▶ [AIM OF THE TASK] The entries are to be repeated exactly, with all pictures omitted.

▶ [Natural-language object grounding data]
###
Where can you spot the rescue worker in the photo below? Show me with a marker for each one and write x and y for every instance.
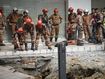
(55, 20)
(12, 20)
(86, 25)
(28, 27)
(18, 39)
(41, 30)
(72, 25)
(79, 27)
(97, 27)
(2, 26)
(103, 24)
(44, 18)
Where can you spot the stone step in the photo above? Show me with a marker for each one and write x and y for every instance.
(46, 52)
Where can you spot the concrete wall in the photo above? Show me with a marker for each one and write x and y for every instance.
(98, 3)
(84, 4)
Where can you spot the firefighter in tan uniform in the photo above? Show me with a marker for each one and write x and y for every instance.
(28, 27)
(97, 20)
(86, 25)
(42, 30)
(72, 25)
(55, 20)
(18, 39)
(12, 20)
(2, 25)
(79, 27)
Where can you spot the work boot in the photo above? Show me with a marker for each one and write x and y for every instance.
(26, 47)
(51, 39)
(36, 48)
(79, 43)
(32, 46)
(2, 44)
(56, 39)
(50, 48)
###
▶ [RESULT FOR THIS EXERCISE]
Where can you spot the rescue worker in the photo below? Show me with a marker for each one and write x and y for every instance.
(55, 20)
(12, 20)
(86, 25)
(28, 27)
(18, 39)
(41, 30)
(72, 25)
(79, 27)
(97, 27)
(2, 26)
(103, 24)
(44, 18)
Where can you spot the stone step in the photo above? Show me with a marker for each one and write x and y for every instance.
(46, 52)
Where can you spot the concrete wall in the photo above? Show me with a marker for each one and write x and y for every instance.
(98, 3)
(84, 4)
Where can you spot the firefighter in tan uniform in the photo above? Show me with a marker for each one and write x and y for every instance.
(28, 27)
(97, 20)
(86, 25)
(42, 30)
(72, 25)
(55, 20)
(18, 39)
(12, 20)
(2, 25)
(79, 27)
Where can you spot the work boot in the photo above? Show me with a marker for each one and write x and y for every instance.
(26, 47)
(51, 39)
(36, 48)
(79, 43)
(32, 46)
(2, 44)
(56, 39)
(50, 48)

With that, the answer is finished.